* **TRECHO PARA LEITURA**:
O pivô

Divulgação Fini
Marcella Franco

A distância de São Paulo para Assunção, no Paraguai, é de mais de 1.300 quilômetros. De carro, isso se traduz em 18 horas na estrada. Minha mãe fazia essa viagem uma vez por mês, quando eu era pequena, sentada em um ônibus de sacoleiros que saía da frente do antigo prédio do Detran, na Avenida 23 de maio. Ela vivia exausta. Teve uma vez em que voltou com pneumonia, foi internada, e nunca mais visitou o Paraguai na vida.

Minha mãe não ia para Assunção porque achava o rolê legal pra caralho. Ela ia porque a patroa dela pagava pela viagem, e dava um adicional para a minha mãe trazer malas e malas com produtos importados para serem vendidos na papelaria da Paula. A Paula era a patroa da minha mãe. E, se esse fosse um blog com mais engajamento antropológico, eu certamente ia falar da relação de exploração da Paula sobre a Tereza, mas hoje eu vou focar nas balas Fini.

As balas que a minha mãe trazia do Paraguai em uma das malas da Paula, junto com apontadores, cadernos, estojos divertidos, e que me dava sem precisar prestar contas para a patroa porque eram compradas com o próprio dinheiro, na verdade não eram da Fini, mas sim da Haribo, uma marca alemã que era sucesso em balas de goma até a Fini chegar e dominar o mercado todo.

Não sei se por questões afetivas ou só mesmo pela textura de borracha, sempre fui fissurada em balas Fini/Haribo. Na minha infância só existiam os ursinhos coloridos, mas hoje meus modelos favoritos são, em ordem decrescente, 1) as bananas, 2) os beijos de morango, 3) as amoras roxa e vermelha, 4) minhocas.

Comprei um pacote de minhocas neste fim de semana, para comer escondido do meu filho – que já tinha ganhado um saquinho só para ele, calma, Conselho Tutelar -, durante nossa viagem ao sítio da família. Mastigando uma cabecinha, meu dente restaurado despencou.

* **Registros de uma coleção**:
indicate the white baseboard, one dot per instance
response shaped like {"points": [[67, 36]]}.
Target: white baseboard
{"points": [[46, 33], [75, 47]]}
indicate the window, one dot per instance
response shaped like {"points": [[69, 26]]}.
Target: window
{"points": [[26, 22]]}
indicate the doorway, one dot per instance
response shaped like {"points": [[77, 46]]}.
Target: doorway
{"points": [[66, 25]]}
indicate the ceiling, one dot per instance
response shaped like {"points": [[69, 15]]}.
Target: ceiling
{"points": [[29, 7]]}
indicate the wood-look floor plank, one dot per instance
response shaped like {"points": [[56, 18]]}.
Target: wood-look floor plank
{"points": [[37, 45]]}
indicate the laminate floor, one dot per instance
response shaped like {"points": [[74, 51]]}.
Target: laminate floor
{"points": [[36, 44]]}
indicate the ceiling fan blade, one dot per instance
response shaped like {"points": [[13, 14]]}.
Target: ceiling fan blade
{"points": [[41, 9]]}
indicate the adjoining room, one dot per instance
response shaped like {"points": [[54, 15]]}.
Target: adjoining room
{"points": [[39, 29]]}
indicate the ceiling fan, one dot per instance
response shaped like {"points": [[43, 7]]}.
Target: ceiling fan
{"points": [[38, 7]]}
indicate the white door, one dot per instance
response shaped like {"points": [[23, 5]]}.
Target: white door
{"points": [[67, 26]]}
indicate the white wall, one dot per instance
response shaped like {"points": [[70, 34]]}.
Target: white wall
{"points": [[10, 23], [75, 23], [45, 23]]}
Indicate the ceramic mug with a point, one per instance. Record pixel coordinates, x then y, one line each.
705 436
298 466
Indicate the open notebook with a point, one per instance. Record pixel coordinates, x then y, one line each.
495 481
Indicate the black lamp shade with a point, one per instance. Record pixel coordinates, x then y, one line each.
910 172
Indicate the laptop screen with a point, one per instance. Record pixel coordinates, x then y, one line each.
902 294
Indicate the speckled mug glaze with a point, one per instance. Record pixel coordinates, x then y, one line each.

* **INSTRUÇÕES**:
• A. Responda com base no texto sobre as balas Fini:
(i) Qual é a distância entre São Paulo e Assunção?
(ii) De que marca eram, na verdade, as balas trazidas do Paraguai?
(iii) Qual modelo de bala aparece em primeiro lugar na lista de favoritos?
• B. Escreva a continuação do texto sobre as balas Fini a partir da frase "Mastigando uma cabecinha, meu dente restaurado despencou."
As linhas não são necessárias aqui.

* **RESPOSTAS POR ITEM**:
• A.
(i) Mais de 1.300 quilômetros.
(ii) Da Haribo, uma marca alemã.
(iii) As bananas.

• B.
Ele já tinha feito isso antes, então não houve o espanto comum às primeiras vezes. Mas quem já teve dente quebrado ou caído sabe o tamanho do pesadelo, e ele aumenta muito quando você está isolado no meio do mato, a praticamente uma viagem de sacoleiros ao país vizinho de distância.

Chorei. Dei chilique. Falei que não havia mais sentido continuar sendo jornalista, que sou a pior mãe do mundo, que ia parar de reciclar meu lixo, porque claramente o universo me mostrava, com um pivô despencado, o tipo de ser humano desprezível que me tornei ao longo dos anos.

De volta a São Paulo, evitando sorrisos e alimentos sólidos, agendei consulta com uma dentista indicada por conhecidos. Não havia sentido voltar ao profissional que construiu a prótese que se solta com tanta facilidade (minhocas de gelatina definitivamente não são um grande desafio digestivo), então era preciso arriscar alguém novo.

Você é jornalista, ela pergunta, enquanto eu já não podia responder mais nada além de ram-ram ou ã-ã. Pois eu atendi o Otavio por toda a vida, emendou, o Mesquita, não, minto! O Otavio Frias. Que surpresa feliz.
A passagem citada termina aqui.